STATED TASK
Locate each line in the rows below that contains the word "water" and copy those lines out in full.

::::::::::

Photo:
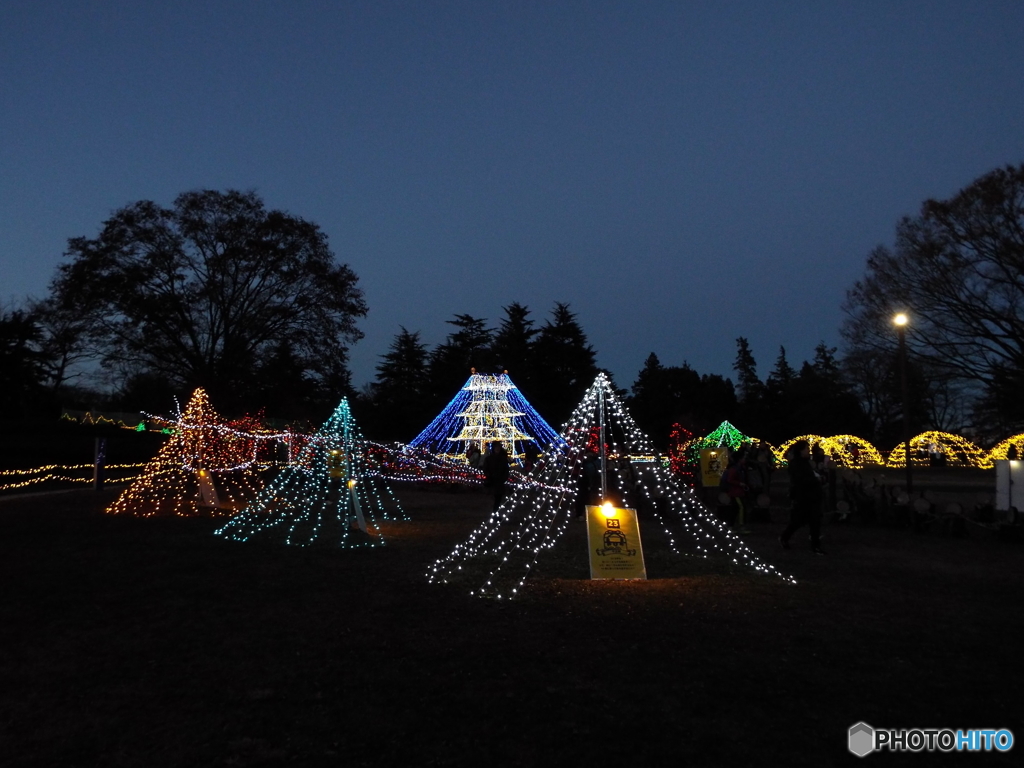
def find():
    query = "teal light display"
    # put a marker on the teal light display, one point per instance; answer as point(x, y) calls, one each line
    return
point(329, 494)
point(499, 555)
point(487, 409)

::::::::::

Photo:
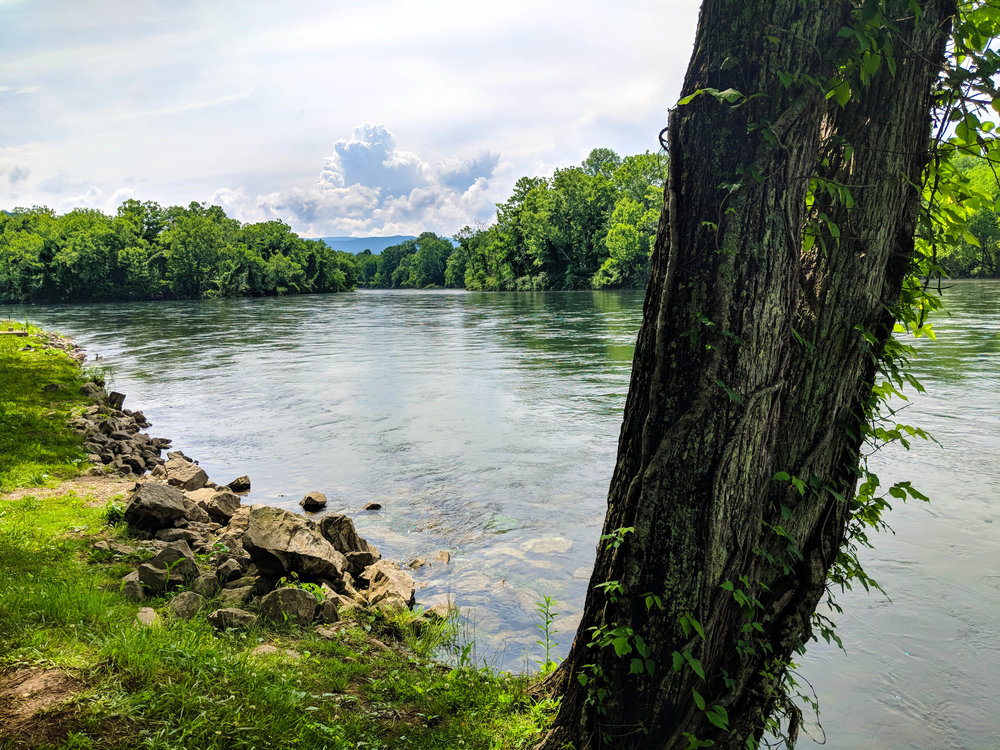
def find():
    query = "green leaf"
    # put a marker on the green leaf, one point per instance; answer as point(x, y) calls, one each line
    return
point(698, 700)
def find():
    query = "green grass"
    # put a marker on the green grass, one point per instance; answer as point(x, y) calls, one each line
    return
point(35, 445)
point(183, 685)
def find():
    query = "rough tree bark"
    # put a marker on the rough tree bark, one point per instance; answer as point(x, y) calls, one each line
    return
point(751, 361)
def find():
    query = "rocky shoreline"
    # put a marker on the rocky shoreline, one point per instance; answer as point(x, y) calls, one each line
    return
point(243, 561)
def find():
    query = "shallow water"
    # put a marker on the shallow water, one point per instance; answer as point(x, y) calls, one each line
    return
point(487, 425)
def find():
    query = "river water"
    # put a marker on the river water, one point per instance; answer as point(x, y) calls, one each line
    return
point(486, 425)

::::::::::

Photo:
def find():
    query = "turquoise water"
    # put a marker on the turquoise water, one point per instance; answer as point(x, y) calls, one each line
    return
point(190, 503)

::::::::::

IN RESPONSE
    query = "shallow water"
    # put a marker on the shallow water, one point per instance; answer as point(x, y) calls, one each line
    query = "river water"
    # put a marker on the river water, one point per instance; answer as point(x, y) calls, one each line
    query = "turquoise water"
    # put a marker on the turquoise water, one point per instance; answer as point(x, y) calls, one each line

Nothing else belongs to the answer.